QUOTED PASSAGE:
How did you come up with idea of making Viette and what does Viette actually mean?  

Mye Hoang: Viette is based on my life as a young Vietnamese American woman (born in the US) during the most transformative years of my life, my late teens.  I was trying to live my own life while being a dutiful daughter to my parents who were very traditional and didn’t speak English.  It was a very painful family situation, and the experiences I had trying to break free were extreme and sounded like a movie to my friends who encouraged me to make this film.  It took time but I realized that I was not alone in this. There are many young women I don’t know who have similar life experiences but don’t talk about them—the humiliation, fear, shame. And once I broke free from my family, I found myself in another very controlling situation in which I was very vulnerable.  I wanted to explore all of that in the film and put it out there for others too, so that they don’t also have to feel alienated.

As for the title, “Viette” is the Americanized version of the common Vietnamese name, ‘Viet,’ which is often mis-pronounced and is broken down to the two-syllable “Viette.”  Also, the character is a die-hard romantic and I felt this name best suited her (it has a little French ring to it).

How did you come to play Viette?

Mye Hoang:  I knew what I wanted for the role and the picture and I knew that I was not going to compromise.  We could not afford to pay the actors and it would have been a very risky situation to ask for nudity —no one would have done it.  It’s also a huge risk to have someone agree and then back out at the last minute, compromising the film, so I cast myself in the role of Viette, knowing that no one else would be more committed to the project.

Mye Hoang directed, produced, and stars in “Viette,” which has its world premiere at the premiere at the 30th San Francisco International Asian American Film Festival (SFIAAFF30) on March 10, 2012. Photo: Andrew Amsden

Viette also needed a certain sense of vulnerability that extended into her twenties and to project that vulnerability and loss of innocence. That comes with the way I look, my size and my experience.

This film spans 9 years with you playing Viette from age 18 through 27, about 9 nine years. Do you mind me asking you how old you are and how you managed to do this so convincingly?

Mye Hoang:  I am 35.  I have to thank my parents for the young gene. That was one complaint that I got from the film’s first screening that I looked young throughout the film and didn’t age. I really did try to look and act older.

What is the 1.5 generation exactly and does the term apply particularly to an Asian-American phenomenon?  Is it as simple as the children are growing up in the U.S. but their parents who brought them here are unassimilated and enforcing a traditional lifestyle that seems out of place in America? 

Mye Hoang:  Basically, it’s being in between the first and second generation. I/Viette was born in the U.S.  Technically, I should be 2nd generation but I had live by 1st generation rules. I should be assimilated but am kept from fully doing so.

EXTRACTED DATA:
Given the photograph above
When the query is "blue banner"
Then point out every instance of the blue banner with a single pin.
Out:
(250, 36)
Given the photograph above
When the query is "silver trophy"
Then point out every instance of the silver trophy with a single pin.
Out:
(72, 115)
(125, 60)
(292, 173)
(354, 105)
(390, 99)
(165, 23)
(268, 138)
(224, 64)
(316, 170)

--

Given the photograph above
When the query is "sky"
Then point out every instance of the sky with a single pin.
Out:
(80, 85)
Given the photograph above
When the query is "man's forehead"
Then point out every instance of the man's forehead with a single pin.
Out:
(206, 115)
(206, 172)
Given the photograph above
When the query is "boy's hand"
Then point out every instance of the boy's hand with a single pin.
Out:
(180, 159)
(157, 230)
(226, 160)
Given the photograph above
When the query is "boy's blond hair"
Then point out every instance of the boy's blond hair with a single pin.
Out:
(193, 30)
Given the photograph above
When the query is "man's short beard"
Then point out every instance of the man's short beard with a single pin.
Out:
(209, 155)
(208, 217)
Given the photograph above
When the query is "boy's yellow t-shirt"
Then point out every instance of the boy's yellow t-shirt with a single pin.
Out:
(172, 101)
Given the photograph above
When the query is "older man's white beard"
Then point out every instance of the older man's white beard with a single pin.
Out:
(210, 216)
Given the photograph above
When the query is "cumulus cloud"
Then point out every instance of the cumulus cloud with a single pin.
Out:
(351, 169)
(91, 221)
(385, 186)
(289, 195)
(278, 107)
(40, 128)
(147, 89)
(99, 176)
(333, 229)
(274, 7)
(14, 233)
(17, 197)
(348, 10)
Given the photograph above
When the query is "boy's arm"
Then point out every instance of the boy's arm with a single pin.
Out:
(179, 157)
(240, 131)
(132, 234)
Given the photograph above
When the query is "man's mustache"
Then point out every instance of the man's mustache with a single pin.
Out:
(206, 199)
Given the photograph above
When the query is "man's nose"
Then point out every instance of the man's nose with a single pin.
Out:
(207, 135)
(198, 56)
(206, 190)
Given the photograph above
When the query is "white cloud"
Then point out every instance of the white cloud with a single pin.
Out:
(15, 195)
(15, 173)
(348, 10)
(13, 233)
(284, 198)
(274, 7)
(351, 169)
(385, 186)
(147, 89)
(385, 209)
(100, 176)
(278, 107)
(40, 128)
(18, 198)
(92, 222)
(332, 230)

WRITTEN PROBLEM A: In the Viette interview, does each statement agree with the text? (i) Mye Hoang was born outside the US. (ii) The actors in the film were paid. (iii) "Viette" is an Americanized form of a common Vietnamese name. For each, answer yes or no and quote the deciding words.
WRITTEN PROBLEM B: List every role that the Viette interview says Mye Hoang held on the film "Viette."
Answer from the Viette interview alone, not from the material.

OUTPUT A:
(i) No: "born in the US"
(ii) No: "We could not afford to pay the actors"
(iii) Yes: "“Viette” is the Americanized version of the common Vietnamese name, ‘Viet,’"

OUTPUT B:
- Director
- Producer
- Star (she plays Viette)